BEGIN DATA FOR THIS TASK

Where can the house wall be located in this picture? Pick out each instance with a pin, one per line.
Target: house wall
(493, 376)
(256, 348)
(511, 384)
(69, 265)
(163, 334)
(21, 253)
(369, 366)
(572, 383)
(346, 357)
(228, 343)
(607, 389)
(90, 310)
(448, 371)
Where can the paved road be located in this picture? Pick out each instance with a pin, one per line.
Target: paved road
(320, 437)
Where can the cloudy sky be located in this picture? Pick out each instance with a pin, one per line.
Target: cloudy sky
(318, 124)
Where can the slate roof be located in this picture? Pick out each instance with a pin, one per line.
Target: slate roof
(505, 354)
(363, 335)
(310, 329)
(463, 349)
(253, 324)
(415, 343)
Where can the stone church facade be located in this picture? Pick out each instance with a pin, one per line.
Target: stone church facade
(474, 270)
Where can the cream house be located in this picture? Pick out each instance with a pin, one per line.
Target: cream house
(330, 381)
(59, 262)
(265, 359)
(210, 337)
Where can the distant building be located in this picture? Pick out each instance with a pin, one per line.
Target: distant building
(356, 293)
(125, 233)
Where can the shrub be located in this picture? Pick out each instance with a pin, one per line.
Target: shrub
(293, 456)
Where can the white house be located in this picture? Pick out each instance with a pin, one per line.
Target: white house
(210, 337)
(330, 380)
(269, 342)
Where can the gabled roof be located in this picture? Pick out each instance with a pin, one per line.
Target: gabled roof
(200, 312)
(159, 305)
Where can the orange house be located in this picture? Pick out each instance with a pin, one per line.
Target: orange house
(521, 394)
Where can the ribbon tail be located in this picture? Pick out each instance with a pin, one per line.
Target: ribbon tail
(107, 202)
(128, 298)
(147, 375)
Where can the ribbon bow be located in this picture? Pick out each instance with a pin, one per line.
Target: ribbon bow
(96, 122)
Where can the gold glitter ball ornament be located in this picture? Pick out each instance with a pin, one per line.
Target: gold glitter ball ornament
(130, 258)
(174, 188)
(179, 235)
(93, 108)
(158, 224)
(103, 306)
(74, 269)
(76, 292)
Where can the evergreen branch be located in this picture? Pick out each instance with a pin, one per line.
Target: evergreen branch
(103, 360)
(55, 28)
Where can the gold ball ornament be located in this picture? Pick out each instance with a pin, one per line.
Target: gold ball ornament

END DATA FOR THIS TASK

TASK PROMPT:
Could you please copy the lines above exactly, beginning at the first and ending at the line that contains "Where can the cream"?

ANSWER TO THIS EXERCISE:
Where can the house wall be located in this picture? Pick out each instance with a pin, one per line.
Target: house wall
(493, 376)
(256, 348)
(511, 384)
(69, 265)
(163, 334)
(21, 253)
(369, 366)
(572, 383)
(346, 357)
(228, 343)
(607, 389)
(90, 310)
(448, 371)
Where can the paved road be located in this picture? Pick out each instance with a pin, one per line.
Target: paved road
(320, 437)
Where can the cloudy sky be located in this picture? Pick out each instance with a pin, one per line.
Target: cloudy sky
(318, 124)
Where can the slate roof be located in this picture? Pick out each instance with a pin, one per line.
Target: slate roof
(505, 354)
(363, 335)
(310, 329)
(463, 349)
(253, 324)
(415, 343)
Where can the stone church facade be located in this picture? Pick out each instance with a pin, one per line.
Target: stone church facade
(474, 270)
Where can the cream house be located in this picture? Pick out each instance with a pin, one per line.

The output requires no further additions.